REQUIRED WORK
Within the material below, count how many lines contain "Where". Answer with only that number.

THE DATA
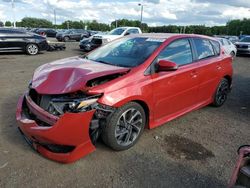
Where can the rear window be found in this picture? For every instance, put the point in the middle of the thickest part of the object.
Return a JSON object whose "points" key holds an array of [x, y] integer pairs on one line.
{"points": [[204, 48], [216, 46], [178, 51]]}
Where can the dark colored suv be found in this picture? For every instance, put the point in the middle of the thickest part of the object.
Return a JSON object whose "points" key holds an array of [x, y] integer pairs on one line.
{"points": [[17, 40]]}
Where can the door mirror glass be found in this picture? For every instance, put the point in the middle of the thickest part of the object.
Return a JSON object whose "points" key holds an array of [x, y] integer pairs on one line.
{"points": [[165, 65]]}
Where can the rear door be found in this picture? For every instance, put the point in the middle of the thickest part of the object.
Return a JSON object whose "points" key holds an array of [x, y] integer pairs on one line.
{"points": [[175, 92], [209, 59]]}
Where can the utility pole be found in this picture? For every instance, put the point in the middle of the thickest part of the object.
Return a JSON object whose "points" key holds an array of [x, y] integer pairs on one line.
{"points": [[184, 29], [13, 11], [141, 5]]}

SOLUTION TO THIS PROBLEM
5